TASK DIRECTIONS —
Count the lines below that contain the word "dark", and reply with only that number.

** RECORDS PROVIDED follows **

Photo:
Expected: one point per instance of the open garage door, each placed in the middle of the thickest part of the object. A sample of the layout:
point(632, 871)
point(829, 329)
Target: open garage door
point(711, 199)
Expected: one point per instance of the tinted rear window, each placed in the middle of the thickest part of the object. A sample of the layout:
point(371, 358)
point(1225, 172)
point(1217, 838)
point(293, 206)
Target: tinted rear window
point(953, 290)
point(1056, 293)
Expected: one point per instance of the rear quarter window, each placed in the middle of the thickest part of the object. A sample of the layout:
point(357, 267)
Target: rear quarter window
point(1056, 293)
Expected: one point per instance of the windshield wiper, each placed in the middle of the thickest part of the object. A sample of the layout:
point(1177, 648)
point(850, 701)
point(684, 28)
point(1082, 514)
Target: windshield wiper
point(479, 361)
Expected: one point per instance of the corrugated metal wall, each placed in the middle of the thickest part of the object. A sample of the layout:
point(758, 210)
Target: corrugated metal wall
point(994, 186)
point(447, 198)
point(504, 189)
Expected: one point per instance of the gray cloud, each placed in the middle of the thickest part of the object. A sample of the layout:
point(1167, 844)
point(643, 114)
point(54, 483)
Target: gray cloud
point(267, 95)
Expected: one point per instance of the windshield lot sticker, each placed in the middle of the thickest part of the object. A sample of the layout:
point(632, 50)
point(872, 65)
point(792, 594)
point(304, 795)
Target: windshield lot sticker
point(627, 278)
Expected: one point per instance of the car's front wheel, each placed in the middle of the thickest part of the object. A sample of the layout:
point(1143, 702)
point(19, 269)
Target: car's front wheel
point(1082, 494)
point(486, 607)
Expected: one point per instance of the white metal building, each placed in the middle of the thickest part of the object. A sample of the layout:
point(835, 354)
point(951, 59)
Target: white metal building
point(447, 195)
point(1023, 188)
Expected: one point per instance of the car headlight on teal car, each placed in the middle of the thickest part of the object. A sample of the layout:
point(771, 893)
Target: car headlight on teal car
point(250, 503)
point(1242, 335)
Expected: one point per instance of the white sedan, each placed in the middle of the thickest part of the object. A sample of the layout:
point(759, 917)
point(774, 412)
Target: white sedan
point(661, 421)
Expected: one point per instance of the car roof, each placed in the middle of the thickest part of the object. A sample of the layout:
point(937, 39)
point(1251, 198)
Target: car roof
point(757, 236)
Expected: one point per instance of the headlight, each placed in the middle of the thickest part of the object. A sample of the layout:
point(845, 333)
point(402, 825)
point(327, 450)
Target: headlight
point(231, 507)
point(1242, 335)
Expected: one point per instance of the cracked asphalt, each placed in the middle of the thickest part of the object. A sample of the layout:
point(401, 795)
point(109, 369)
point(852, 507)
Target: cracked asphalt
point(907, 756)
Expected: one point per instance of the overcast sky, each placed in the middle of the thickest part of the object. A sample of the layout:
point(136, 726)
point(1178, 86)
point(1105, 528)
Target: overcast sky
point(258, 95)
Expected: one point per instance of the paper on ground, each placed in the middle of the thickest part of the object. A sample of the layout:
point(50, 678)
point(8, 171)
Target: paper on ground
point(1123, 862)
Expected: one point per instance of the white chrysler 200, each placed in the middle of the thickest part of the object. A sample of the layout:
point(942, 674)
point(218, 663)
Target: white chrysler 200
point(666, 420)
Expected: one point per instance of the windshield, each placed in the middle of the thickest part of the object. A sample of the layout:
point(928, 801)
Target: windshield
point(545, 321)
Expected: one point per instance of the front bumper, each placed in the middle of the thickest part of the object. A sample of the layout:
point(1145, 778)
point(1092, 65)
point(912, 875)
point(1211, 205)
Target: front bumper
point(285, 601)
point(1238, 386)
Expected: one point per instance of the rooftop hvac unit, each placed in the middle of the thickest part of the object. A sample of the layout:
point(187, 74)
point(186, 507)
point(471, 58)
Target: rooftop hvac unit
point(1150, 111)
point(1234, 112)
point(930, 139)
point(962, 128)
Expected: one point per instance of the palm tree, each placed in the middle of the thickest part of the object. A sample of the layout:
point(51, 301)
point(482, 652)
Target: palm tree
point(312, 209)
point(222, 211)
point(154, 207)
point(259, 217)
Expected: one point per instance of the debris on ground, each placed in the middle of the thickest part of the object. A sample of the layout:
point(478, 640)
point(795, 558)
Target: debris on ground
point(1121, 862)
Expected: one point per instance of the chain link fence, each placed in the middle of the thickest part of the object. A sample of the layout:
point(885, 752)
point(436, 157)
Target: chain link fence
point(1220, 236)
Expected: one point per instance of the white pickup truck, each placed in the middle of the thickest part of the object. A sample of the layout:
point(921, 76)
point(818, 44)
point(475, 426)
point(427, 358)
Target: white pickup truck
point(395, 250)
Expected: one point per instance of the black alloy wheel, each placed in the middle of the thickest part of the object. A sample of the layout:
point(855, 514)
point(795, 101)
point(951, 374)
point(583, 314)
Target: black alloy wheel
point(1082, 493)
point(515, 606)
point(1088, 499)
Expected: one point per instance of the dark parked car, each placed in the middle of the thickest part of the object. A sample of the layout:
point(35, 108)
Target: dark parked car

** End of RECORDS PROVIDED **

ANSWER BOX —
2